** begin Text provided **

The Kingmaker (film)


The Kingmaker is a 2019 documentary film written and directed by Lauren Greenfield, featuring the political career of Imelda Marcos with a focus on the Marcos family's efforts to rehabilitate the family's image and to return to political power, including her plans to see her son Bongbong become President of the Philippines, and the alliance that Bongbong and Imee Marcos established with Rodrigo Duterte in his bid to win the 2016 Philippine presidential election.
It debuted internationally in August 2019 at the 76th Venice Film Festival, and debuted in the Philippines on January 29, 2020.
The Kingmaker was nominated as best documentary at the London Film Festival and the Stockholm Film Festival, and for the Checkpoints Award at the Bergen International Film Festival. It was nominated for four categories in the 2019 Critic’s Choice Documentary Awards, eventually winning the award for Most Compelling Living Subject of a Documentary. It also received the Audience Award for Best Documentary Film at the Warsaw International Film Festival 2019.
The film has a 97% Certified Fresh rating from Rotten Tomatoes and a 76/100 from Metacritic.

Plot

Greenfield’s exploration of Imelda Marcos’s narrative takes on what the New York Times calls a “dialectic” approach, allowing Imelda to tell her narrative and slowly introducing opposing viewpoints as the movie progresses.
The film is organically divided into two parts, following the chronology of the events of Marcos’s life.

** end Text provided **

**Required work:**
A: Answer these about the article on The Kingmaker:
(i) At which festival did the film debut internationally?
(ii) Which award did it win at the 2019 Critic's Choice Documentary Awards?
(iii) What score does it have from Metacritic?
B: In the article on The Kingmaker, what is the stretch from "The Kingmaker is" through "January 29, 2020."? Output it word for word.
C: Does the article on The Kingmaker support each statement? Answer yes or no and quote the words that decide it.
(i) The film debuted in the Philippines on January 29, 2020.
(ii) The film's writer and director were different people.
(iii) The film holds a 76% rating from Rotten Tomatoes.

** begin Provided records **

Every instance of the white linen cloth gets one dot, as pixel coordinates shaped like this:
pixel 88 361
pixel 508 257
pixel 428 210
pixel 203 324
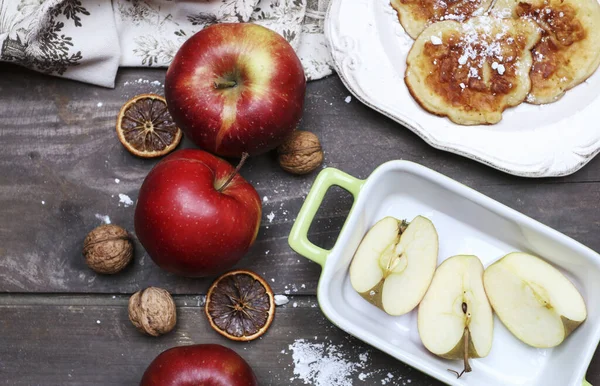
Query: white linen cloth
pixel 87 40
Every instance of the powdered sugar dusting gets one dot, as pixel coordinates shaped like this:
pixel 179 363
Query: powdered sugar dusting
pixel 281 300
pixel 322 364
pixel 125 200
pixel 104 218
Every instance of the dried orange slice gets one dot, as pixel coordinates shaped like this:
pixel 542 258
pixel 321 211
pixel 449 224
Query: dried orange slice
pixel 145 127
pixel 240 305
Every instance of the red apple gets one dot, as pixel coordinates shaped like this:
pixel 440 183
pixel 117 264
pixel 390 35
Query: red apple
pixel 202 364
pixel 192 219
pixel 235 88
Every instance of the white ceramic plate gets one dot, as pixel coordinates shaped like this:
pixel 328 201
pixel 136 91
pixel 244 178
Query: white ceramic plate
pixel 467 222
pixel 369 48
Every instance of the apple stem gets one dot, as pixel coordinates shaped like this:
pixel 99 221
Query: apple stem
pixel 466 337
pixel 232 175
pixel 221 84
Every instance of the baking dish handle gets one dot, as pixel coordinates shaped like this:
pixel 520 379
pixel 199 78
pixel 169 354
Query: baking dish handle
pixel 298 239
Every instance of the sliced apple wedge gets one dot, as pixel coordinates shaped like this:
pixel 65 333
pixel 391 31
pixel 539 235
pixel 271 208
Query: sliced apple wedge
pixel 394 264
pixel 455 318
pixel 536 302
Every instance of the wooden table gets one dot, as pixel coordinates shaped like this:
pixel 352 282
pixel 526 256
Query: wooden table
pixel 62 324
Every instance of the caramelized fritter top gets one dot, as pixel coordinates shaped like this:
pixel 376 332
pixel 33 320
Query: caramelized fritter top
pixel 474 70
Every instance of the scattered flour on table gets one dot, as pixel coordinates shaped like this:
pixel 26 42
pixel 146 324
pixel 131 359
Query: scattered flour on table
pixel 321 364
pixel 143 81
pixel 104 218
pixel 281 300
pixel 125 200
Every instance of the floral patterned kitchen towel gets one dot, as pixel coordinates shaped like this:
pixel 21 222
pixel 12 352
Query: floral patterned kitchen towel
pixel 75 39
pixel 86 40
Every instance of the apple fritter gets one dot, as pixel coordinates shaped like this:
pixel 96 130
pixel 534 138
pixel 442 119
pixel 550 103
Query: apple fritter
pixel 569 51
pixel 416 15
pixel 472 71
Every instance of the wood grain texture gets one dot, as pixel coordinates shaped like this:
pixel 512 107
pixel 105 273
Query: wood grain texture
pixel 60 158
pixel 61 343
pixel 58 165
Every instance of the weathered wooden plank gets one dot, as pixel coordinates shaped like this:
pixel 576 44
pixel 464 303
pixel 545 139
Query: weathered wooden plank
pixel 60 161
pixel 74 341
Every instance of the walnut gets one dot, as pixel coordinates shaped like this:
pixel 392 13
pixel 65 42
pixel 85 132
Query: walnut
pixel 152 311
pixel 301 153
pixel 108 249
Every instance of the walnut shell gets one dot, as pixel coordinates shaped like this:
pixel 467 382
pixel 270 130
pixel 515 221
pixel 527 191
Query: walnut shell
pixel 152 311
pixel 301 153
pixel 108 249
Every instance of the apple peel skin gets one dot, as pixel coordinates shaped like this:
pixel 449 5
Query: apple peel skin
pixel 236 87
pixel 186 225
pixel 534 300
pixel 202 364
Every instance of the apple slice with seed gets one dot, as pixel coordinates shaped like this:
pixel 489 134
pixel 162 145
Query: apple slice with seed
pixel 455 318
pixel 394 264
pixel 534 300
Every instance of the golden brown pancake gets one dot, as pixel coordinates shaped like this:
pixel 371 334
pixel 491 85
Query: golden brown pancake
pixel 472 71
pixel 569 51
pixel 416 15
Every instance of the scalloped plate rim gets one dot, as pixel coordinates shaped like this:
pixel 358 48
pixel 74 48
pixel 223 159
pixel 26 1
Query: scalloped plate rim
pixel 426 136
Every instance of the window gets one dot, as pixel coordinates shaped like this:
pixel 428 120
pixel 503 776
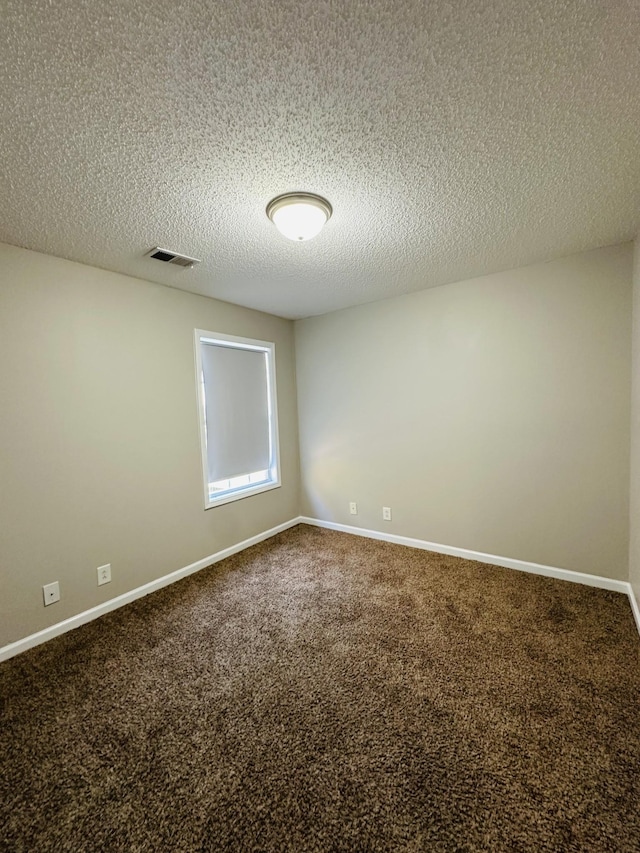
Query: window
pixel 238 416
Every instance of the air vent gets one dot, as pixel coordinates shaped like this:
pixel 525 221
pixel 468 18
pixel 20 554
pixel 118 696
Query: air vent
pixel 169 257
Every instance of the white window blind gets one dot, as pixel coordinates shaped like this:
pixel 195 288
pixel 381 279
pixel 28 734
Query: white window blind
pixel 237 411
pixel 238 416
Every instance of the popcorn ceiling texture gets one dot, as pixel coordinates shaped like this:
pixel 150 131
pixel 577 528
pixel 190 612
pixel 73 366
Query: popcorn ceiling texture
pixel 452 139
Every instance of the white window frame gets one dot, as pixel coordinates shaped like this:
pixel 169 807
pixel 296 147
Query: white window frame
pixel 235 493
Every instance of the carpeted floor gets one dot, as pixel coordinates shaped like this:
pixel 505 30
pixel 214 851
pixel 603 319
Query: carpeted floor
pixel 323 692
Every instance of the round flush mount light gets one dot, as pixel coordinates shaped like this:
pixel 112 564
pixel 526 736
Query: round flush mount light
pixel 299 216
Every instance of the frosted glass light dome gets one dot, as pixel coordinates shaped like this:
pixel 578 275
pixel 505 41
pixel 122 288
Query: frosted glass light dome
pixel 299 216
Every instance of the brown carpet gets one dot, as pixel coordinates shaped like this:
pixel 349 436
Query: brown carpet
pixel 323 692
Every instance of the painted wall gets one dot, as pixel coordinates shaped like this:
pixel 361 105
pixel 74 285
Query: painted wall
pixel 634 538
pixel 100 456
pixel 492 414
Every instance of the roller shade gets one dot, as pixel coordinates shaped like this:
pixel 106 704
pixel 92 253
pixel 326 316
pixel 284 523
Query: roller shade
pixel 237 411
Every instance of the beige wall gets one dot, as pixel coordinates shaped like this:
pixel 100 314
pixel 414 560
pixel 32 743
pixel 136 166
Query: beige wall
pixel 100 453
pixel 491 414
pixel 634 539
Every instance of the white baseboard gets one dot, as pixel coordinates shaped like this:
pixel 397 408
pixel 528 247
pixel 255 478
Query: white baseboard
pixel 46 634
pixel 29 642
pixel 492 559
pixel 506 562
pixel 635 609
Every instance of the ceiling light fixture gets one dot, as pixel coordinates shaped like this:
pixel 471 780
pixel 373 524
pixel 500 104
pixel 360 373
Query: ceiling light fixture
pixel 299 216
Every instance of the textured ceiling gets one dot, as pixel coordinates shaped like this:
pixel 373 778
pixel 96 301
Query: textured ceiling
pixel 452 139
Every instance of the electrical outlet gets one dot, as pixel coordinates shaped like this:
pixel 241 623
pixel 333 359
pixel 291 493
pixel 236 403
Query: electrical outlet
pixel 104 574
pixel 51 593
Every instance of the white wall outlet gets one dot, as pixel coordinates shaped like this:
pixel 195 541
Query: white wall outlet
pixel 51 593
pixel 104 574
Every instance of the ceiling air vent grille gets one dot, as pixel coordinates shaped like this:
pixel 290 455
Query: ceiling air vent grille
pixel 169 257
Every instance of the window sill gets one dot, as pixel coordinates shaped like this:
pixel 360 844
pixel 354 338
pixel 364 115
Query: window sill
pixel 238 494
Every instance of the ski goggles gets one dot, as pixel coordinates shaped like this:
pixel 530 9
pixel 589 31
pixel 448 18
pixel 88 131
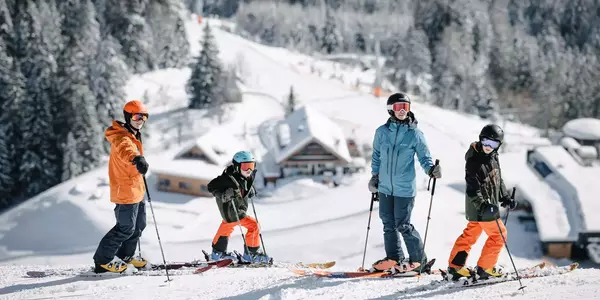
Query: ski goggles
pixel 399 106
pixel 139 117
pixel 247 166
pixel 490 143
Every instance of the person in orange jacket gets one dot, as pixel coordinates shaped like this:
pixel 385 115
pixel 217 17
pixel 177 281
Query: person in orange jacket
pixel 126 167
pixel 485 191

** end Provided records **
** begin Provided records **

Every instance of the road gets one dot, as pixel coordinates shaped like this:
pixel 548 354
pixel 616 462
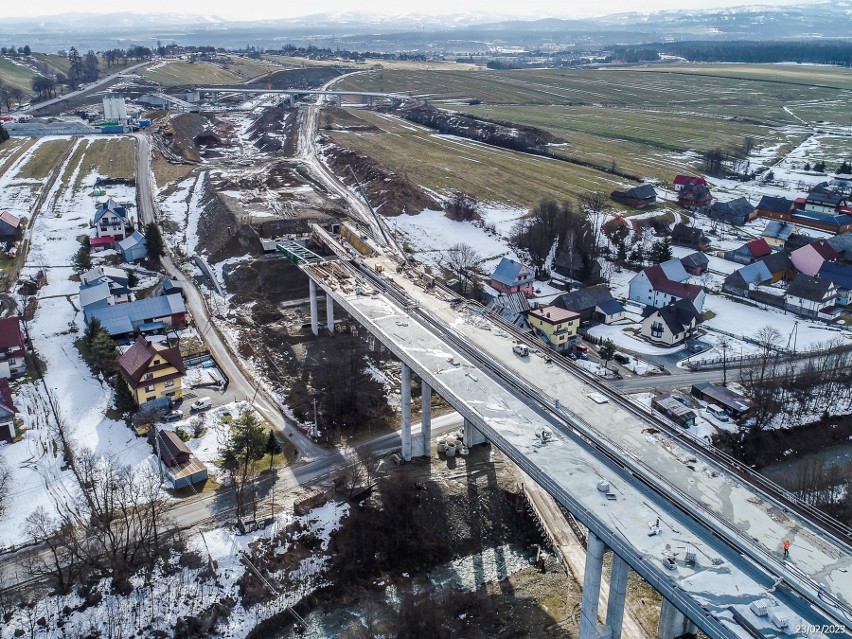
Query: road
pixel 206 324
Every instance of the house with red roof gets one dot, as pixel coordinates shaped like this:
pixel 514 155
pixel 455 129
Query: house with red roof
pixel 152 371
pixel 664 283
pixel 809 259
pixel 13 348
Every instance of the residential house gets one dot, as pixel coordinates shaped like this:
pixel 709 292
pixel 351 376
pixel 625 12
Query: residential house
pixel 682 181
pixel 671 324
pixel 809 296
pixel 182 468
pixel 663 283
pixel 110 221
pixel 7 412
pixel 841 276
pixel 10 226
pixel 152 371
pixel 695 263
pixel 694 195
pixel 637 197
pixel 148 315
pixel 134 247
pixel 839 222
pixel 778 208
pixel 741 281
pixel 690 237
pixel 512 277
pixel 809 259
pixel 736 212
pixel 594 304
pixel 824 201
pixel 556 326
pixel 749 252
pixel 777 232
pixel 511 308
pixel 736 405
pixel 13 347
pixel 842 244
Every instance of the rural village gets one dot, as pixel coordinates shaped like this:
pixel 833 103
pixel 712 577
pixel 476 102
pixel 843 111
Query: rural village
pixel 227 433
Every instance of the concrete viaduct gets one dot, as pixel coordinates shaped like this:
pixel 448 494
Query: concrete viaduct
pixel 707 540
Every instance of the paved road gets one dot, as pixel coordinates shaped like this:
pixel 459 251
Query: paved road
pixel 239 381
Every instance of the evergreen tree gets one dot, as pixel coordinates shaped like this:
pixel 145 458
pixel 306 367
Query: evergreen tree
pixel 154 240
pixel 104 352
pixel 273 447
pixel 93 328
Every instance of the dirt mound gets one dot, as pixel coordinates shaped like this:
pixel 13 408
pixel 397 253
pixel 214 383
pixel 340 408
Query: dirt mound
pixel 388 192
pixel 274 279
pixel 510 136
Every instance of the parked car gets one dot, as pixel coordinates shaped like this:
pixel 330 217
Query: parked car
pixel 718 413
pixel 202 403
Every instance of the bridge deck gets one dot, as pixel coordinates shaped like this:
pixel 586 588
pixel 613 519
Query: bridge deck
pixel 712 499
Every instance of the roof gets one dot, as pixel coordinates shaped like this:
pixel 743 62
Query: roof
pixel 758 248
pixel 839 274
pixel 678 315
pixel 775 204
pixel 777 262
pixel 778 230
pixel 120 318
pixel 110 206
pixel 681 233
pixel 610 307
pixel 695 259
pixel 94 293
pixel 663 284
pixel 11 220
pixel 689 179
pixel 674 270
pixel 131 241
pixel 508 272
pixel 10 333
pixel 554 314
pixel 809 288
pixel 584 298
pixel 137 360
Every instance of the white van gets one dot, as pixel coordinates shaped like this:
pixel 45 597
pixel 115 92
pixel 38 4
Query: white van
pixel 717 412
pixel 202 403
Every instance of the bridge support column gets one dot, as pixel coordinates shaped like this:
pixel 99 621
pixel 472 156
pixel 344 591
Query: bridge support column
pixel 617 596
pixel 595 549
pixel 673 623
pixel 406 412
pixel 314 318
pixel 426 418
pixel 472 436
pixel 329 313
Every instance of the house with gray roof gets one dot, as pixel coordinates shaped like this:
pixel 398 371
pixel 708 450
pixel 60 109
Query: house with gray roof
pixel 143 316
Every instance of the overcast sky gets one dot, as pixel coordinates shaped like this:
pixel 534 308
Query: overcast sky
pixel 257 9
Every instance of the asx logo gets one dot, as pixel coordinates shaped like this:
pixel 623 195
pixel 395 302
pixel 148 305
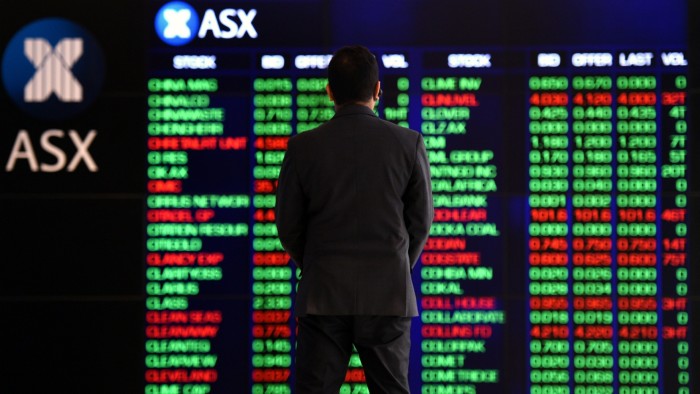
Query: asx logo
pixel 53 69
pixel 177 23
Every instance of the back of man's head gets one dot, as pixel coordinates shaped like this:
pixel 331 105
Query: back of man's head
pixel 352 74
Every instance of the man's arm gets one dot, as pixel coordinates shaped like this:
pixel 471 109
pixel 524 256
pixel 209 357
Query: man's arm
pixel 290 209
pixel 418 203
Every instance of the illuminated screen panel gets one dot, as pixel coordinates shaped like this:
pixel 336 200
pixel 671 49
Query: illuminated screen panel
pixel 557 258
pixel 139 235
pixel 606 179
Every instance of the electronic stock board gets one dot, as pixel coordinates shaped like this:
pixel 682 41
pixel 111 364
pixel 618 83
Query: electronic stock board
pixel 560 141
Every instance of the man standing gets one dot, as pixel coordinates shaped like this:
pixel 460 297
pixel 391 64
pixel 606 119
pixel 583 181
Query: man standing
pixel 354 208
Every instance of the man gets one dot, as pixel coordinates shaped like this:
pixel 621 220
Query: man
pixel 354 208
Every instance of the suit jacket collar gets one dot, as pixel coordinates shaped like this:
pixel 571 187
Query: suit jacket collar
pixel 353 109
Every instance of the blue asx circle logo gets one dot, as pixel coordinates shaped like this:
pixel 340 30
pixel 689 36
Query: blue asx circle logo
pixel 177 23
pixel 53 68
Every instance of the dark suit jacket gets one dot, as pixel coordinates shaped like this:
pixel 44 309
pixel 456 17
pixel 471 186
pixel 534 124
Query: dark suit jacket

** end Provided records **
** begin Provided records **

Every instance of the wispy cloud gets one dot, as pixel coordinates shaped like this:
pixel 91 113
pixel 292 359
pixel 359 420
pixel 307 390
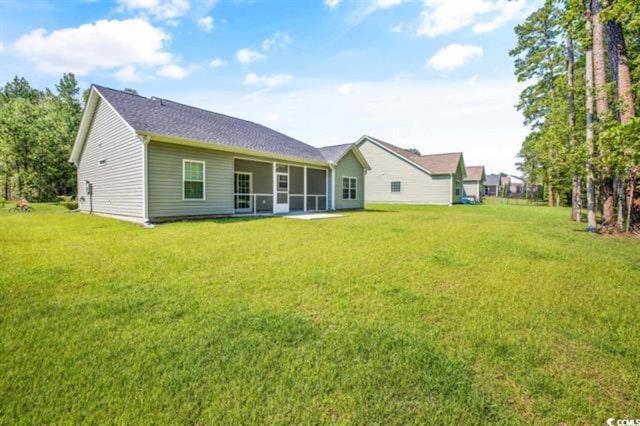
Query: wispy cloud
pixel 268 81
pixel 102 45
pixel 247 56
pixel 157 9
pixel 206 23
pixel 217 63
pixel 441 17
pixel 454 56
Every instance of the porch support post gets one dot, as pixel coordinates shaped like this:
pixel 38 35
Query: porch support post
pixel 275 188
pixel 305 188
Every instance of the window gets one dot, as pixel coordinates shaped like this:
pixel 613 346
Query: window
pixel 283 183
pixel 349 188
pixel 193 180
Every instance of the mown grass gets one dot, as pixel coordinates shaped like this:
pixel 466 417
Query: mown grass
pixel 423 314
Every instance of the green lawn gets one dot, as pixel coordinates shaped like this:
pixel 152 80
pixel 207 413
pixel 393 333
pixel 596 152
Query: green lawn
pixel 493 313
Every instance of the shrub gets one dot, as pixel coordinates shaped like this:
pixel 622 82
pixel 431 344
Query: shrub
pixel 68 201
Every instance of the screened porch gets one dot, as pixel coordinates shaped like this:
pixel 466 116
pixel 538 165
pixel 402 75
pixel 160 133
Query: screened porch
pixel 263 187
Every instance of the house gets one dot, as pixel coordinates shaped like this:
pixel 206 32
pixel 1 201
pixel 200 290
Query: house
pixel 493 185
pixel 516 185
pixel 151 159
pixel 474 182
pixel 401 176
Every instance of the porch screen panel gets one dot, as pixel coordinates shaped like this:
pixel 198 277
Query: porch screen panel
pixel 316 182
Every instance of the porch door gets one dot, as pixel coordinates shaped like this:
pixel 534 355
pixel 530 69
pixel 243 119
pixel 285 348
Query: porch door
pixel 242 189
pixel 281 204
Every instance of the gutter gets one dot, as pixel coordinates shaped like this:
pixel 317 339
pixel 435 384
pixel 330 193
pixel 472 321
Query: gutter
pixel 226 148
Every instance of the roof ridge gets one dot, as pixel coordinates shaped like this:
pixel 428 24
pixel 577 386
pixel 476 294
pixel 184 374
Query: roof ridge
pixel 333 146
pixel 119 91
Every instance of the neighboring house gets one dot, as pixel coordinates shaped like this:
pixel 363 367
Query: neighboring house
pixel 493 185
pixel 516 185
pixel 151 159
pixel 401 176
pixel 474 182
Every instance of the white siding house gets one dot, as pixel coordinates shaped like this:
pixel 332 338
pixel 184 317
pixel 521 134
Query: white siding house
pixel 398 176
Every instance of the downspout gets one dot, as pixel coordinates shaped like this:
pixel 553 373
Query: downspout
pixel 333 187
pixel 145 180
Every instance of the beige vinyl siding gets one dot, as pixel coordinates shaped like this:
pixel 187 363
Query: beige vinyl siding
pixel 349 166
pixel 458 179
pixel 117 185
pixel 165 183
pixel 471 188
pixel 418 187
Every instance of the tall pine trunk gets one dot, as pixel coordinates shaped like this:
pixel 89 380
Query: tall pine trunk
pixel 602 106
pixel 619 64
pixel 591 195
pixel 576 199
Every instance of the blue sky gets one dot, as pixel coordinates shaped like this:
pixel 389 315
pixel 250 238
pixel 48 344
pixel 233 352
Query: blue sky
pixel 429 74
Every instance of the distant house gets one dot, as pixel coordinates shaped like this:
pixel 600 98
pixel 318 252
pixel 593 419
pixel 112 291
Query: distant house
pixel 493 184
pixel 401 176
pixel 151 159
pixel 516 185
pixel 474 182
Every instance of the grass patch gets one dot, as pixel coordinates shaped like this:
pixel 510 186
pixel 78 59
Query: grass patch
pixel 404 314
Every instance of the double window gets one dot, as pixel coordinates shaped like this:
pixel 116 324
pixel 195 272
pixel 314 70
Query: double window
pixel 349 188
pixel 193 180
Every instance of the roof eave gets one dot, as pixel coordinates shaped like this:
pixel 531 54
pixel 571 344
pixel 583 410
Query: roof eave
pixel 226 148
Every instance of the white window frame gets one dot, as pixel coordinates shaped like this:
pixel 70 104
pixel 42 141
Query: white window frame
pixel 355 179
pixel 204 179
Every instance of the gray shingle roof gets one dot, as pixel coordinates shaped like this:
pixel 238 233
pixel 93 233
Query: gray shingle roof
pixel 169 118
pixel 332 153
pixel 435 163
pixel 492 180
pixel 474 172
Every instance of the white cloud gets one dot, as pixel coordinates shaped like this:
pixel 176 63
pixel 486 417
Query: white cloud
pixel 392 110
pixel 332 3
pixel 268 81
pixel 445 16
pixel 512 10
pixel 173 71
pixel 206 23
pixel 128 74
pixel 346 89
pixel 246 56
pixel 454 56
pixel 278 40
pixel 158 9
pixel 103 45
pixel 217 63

** end Provided records **

**Solutions for each task:**
A:
(i) The 76th Venice Film Festival
(ii) Most Compelling Living Subject of a Documentary
(iii) 76/100

B:
The Kingmaker is a 2019 documentary film written and directed by Lauren Greenfield, featuring the political career of Imelda Marcos with a focus on the Marcos family's efforts to rehabilitate the family's image and to return to political power, including her plans to see her son Bongbong become President of the Philippines, and the alliance that Bongbong and Imee Marcos established with Rodrigo Duterte in his bid to win the 2016 Philippine presidential election.
It debuted internationally in August 2019 at the 76th Venice Film Festival, and debuted in the Philippines on January 29, 2020.

C:
(i) Yes: "debuted in the Philippines on January 29, 2020"
(ii) No: "written and directed by Lauren Greenfield"
(iii) No: "a 97% Certified Fresh rating from Rotten Tomatoes"